• _The problem_
Reproduce the data below word for word, setting aside any picture it holds.

----

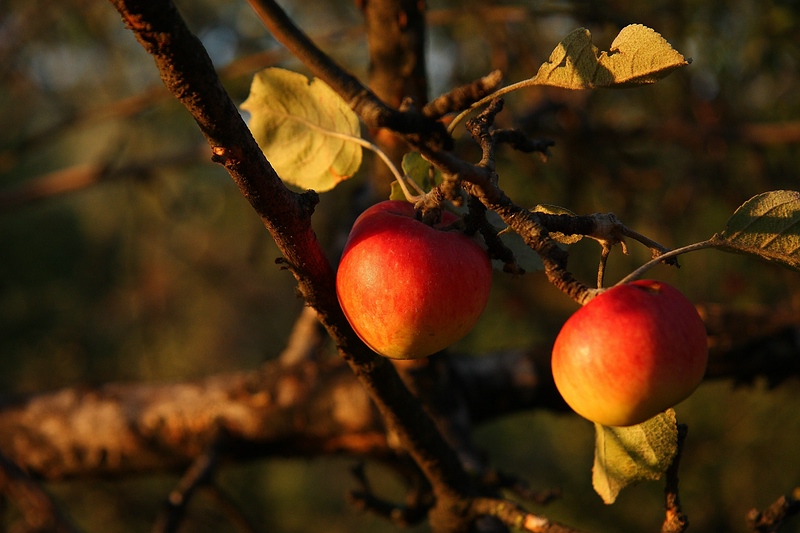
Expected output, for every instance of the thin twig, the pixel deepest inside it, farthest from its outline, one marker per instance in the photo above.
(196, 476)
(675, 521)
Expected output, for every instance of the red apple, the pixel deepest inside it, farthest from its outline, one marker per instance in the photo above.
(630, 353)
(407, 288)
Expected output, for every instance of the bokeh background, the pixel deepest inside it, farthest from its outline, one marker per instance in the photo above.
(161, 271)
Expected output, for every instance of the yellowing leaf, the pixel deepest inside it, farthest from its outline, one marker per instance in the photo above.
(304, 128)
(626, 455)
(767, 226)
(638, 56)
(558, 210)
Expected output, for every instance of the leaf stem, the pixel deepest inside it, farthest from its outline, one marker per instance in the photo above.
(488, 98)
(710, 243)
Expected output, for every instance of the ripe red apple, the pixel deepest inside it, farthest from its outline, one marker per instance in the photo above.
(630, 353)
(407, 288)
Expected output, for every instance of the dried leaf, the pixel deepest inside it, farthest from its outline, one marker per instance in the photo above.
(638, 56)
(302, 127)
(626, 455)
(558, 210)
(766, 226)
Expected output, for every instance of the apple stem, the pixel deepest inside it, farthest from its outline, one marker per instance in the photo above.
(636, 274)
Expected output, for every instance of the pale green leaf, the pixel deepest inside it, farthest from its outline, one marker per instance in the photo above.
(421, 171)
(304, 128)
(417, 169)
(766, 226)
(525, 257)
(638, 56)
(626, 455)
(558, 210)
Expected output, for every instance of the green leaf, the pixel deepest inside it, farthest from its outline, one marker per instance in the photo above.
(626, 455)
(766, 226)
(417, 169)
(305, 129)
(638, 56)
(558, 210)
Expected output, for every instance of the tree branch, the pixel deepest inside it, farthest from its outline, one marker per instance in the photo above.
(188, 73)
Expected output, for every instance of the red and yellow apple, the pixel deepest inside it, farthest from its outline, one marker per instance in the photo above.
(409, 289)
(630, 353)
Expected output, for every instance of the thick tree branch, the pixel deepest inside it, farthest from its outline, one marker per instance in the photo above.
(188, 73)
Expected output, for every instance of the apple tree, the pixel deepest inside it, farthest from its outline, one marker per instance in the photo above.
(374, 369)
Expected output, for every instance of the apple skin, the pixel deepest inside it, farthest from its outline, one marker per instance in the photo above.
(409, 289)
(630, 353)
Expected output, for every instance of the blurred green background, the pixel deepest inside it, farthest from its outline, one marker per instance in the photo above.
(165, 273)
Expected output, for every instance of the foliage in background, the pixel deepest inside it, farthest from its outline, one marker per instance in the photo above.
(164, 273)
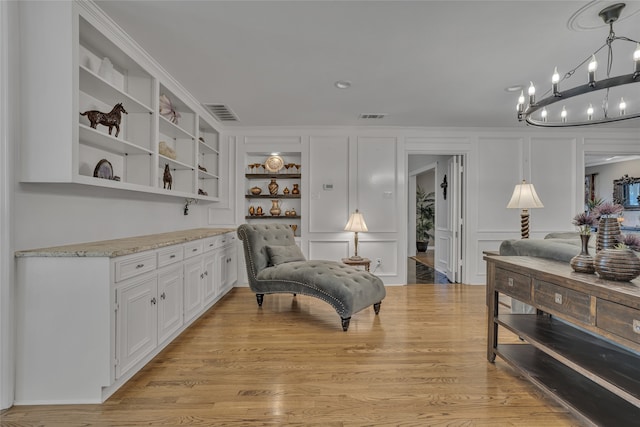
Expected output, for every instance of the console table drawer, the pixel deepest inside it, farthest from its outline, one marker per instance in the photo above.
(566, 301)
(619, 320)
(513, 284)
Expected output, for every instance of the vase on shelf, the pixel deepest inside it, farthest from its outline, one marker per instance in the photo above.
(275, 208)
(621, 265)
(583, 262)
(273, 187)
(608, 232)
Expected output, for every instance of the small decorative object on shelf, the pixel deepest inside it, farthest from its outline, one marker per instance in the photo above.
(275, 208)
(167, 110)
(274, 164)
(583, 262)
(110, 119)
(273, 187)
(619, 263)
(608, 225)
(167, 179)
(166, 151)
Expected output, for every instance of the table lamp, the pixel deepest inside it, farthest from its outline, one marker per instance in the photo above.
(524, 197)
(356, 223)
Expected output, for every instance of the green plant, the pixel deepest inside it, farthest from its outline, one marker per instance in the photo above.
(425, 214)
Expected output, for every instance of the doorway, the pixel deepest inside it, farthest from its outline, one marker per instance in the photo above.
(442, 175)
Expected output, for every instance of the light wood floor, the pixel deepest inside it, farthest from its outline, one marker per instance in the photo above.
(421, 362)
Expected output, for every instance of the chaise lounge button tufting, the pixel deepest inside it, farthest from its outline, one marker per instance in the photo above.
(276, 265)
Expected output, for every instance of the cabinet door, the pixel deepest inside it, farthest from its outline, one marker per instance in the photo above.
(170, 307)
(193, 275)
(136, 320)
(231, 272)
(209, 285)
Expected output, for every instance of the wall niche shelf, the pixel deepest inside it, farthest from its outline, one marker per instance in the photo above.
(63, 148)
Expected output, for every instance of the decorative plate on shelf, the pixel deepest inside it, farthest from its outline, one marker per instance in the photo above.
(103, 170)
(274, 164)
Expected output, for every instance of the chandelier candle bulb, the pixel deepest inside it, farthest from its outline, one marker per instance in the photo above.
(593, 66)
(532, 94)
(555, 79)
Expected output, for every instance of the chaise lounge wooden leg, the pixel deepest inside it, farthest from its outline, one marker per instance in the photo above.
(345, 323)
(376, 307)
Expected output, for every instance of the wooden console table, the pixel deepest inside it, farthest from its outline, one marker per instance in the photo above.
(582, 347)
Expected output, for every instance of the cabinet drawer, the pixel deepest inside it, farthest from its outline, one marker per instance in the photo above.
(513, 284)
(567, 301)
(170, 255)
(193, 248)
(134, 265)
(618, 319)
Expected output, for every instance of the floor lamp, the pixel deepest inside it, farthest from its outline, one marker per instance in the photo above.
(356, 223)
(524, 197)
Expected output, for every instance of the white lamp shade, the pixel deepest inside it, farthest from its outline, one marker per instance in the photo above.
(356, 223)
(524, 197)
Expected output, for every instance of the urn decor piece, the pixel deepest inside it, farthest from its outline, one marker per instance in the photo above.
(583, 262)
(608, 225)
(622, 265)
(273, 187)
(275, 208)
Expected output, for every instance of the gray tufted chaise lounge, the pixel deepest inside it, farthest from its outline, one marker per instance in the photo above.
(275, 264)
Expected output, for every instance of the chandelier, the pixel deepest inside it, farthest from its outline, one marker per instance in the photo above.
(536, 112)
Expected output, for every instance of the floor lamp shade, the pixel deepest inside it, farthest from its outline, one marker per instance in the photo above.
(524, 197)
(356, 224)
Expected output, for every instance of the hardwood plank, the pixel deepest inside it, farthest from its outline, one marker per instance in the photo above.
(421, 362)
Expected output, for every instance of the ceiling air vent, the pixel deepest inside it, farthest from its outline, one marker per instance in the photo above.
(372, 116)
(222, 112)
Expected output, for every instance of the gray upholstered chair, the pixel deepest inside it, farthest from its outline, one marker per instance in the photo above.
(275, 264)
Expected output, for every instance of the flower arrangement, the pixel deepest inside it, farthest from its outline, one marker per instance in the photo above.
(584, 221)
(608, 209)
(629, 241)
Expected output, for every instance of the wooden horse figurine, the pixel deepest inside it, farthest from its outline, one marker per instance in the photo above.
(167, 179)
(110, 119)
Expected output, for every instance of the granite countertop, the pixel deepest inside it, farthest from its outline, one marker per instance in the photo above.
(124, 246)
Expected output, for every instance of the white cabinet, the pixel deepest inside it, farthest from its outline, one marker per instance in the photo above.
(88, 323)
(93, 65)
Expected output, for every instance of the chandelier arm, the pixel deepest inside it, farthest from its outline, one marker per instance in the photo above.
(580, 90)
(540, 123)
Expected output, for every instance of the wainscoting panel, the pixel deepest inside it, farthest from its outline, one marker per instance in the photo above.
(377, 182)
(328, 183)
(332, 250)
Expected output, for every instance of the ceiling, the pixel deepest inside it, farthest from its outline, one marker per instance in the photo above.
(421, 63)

----

• _Task result_
Expected output, for every instance of the thin twig, the pixel deepest inside it, farthest from its outline, one marker per instance in the photo above.
(196, 476)
(675, 521)
Expected output, for every instance of the red apple, the pixel deepest inside it, farthest from its outline, one marker per instance in the photo above.
(630, 353)
(407, 288)
Expected output, for every instance of the bokeh background, the pixel deepest inside it, farthest from its outline, one marker per instance in the photo above.
(161, 271)
Expected output, for every instance of the yellowing leaf, the pixel deepest inside it, farthest from its outline, one marker per instance in the photo above.
(304, 128)
(626, 455)
(767, 226)
(638, 56)
(558, 210)
Expected output, for every instance of the leaf stem, the pixel deepest inside it, farthest from its outline, one marker per instance in the photo above.
(488, 98)
(710, 243)
Expected output, for every instance of the ripe red apple, the pixel deepest inside it, farthest from its outline, one marker per instance in the photo above.
(630, 353)
(407, 288)
Expected output, for every instance of the dried leaf, the pixel deepest inside it, farthest from its outline, one marker per instance in the photo above.
(638, 56)
(302, 127)
(626, 455)
(558, 210)
(766, 226)
Expected output, for every instance of the apple stem, the pixel deepest inside it, farthest from its outline, one marker per instance in the photo above.
(636, 274)
Expected output, for every instance of the pale green leaf, the pixel deepest inside it, farthest from its outline, one marker per instance in the photo above.
(421, 171)
(304, 128)
(417, 169)
(766, 226)
(525, 257)
(638, 56)
(626, 455)
(558, 210)
Expected output, for every instance of the green leaf, the pixel deepest inside it, farthest from its outline, one marker per instance in the photo above.
(626, 455)
(766, 226)
(417, 169)
(305, 129)
(638, 56)
(558, 210)
Expected output, for every instance of the tree branch, the pixel deepest inside it, farthest from its outline, one marker per instance in the photo above.
(188, 73)
Expected output, for every instance of the red and yellow apple, the pixel deepest inside it, farthest from its outline, one marker per instance in the photo above.
(409, 289)
(630, 353)
Expected output, for every instance of the thick tree branch, the pixel deepest inside it, farthest from its outline, one marker per instance in the photo above.
(188, 73)
Expected output, for every instance of the apple tree, the pixel deepest inside it, farthest from its outline, one marker per instance in the photo above.
(374, 369)
Expected output, for every instance of the apple skin, the pixel deepest inside it, farthest from its outline, one marker per instance in the photo above.
(409, 289)
(630, 353)
Expected output, for every instance of the blurred green background, the pixel deepest inside it, farthest from its outline, one marker per instance in the photo above.
(165, 273)
Expected output, for every instance of the foliage in background, the pixel deepest inside it, farthest from its outline, one marker per instance in the photo above.
(164, 273)
Expected output, for every instance of the console table drawer, the pixel deepest inside it, farthest from its outline, one marker per instance in the photo above.
(566, 301)
(619, 320)
(513, 284)
Expected output, for every instance of the vase on shelf, the pixel deepest inside it, farthest from its outline, one marker per instance in the photo above.
(275, 208)
(621, 265)
(583, 262)
(273, 187)
(608, 232)
Expected output, for every instance of the small decorative object on shelf, the pixel deepest inside it, farthest from its outline, one marker per instance in the photo above.
(275, 208)
(167, 110)
(274, 164)
(583, 262)
(110, 119)
(273, 187)
(619, 263)
(608, 225)
(167, 179)
(166, 151)
Expected output, for every instance of the table lamp, the pixel deepest inside it, farthest from its outline, one marker per instance in the photo above.
(524, 197)
(356, 223)
Expected output, for every instance of the green plant, the pixel deepest inside it, farthest from its outline, one marker per instance in the photo above.
(425, 214)
Expected output, for every instance of the doorway, the pixel deepest inside it, farthest from its outline, one marker per instance in the photo above.
(442, 175)
Expected output, for every instance of the light wood floor, the pixel deepest inside it, farthest from its outline, one marker per instance in the photo above.
(421, 362)
Expected output, for every instance of the chaise lounge button tufting, the pixel deepest inside it, farthest from its outline, one marker per instance in the photo above.
(276, 265)
Expected output, for every instance of the cabinet door, the pixel deepest inside it, farthest from its outline, one marker per instance in the photo above.
(170, 307)
(193, 275)
(136, 320)
(231, 272)
(209, 285)
Expected output, for every instance of the wall niche shelf, the pixel deepest inside it, farthest from its outline, one marker per instance in the photo above.
(63, 148)
Expected output, for every instance of the decorative plate on shelf, the pixel deepest inside it, farthest from its outline, one marker per instance in the photo above.
(103, 170)
(274, 164)
Expected output, for every instance of the chandelier candle bulb, the pixel deepest inside it, farthest from its outline, one marker per instance in the photo above.
(593, 66)
(532, 94)
(555, 79)
Expected output, for every instance of the chaise lounge wooden leg, the pixel deepest inside it, farthest from its outline, one marker per instance in the photo above.
(345, 323)
(376, 307)
Expected output, for every instance of the wooden console table, the pixel deepest inside it, farthest from its outline, one marker per instance in the photo above.
(582, 347)
Expected output, for every instance of the cabinet drawer, the pixel deepest inside it, farthest from its outline, one marker per instance in the photo above.
(513, 284)
(567, 301)
(170, 255)
(193, 248)
(134, 265)
(618, 319)
Expected output, for every instance of the floor lamp, the pixel deepest inside it, farthest from its outline, one marker per instance in the photo above.
(356, 223)
(524, 197)
Expected output, for every instance of the white lamp shade, the pixel deepest inside it, farthest from its outline, one marker per instance in the photo above.
(356, 223)
(524, 197)
Expected output, for every instance of the urn decor piece, the pixel deepest inside it, farthest from its outline, one marker per instance in the photo above.
(583, 262)
(608, 225)
(622, 265)
(273, 187)
(275, 208)
Expected output, for every instance of the gray tufted chaise lounge, the pixel deepest inside it, farthest from its outline, one marker per instance in the photo above.
(275, 264)
Expected output, for every instance of the chandelier, the pixel deepest inside it, farthest from its outline, one marker per instance in the photo above.
(536, 112)
Expected output, for every instance of the floor lamp shade, the pixel deepest inside it, farthest from its outline, one marker per instance in the photo above.
(524, 197)
(356, 224)
Expected output, for every instance of the hardwood plank, the pixel deepest inside it, farthest from its outline, one marker per instance in the photo above.
(421, 362)
Expected output, for every instance of the ceiling air vent, the pixel deepest inside it, farthest from its outline, one marker per instance in the photo above.
(372, 116)
(222, 112)
Expected output, for every instance of the gray upholstered chair, the pixel deepest inside it, farthest from its outline, one marker per instance in the photo above.
(275, 264)
Expected output, for every instance of the flower arrangement, the pixel deepest inside it, farthest from its outline, one marker per instance in the photo above.
(584, 221)
(608, 209)
(629, 241)
Expected output, for every instance of the wooden horse figurine, the pixel deepest inside it, farthest from its outline, one marker per instance in the photo above.
(167, 179)
(110, 119)
Expected output, for every instance of the granite countertop, the pixel deepest inside it, farthest from its outline, one marker per instance in the photo above.
(124, 246)
Expected output, for every instance of the white cabinet, the pixel deepest inside it, farthest from its outline, one marker per instance in the photo above.
(88, 323)
(93, 65)
Expected output, for every instance of the chandelier arm, the pixel deepest inside it, farthest from its outline, one marker per instance in the photo above.
(580, 90)
(540, 123)
Expected output, for every instance of the wainscoting panel, the pixel deepest inside it, farthest from its outline, one marker per instance in the photo above.
(377, 182)
(328, 183)
(332, 250)
Expected output, for every instance of the ceiling, the pixel deepest inside it, farthest from its outline, one marker per instance in the photo above.
(421, 63)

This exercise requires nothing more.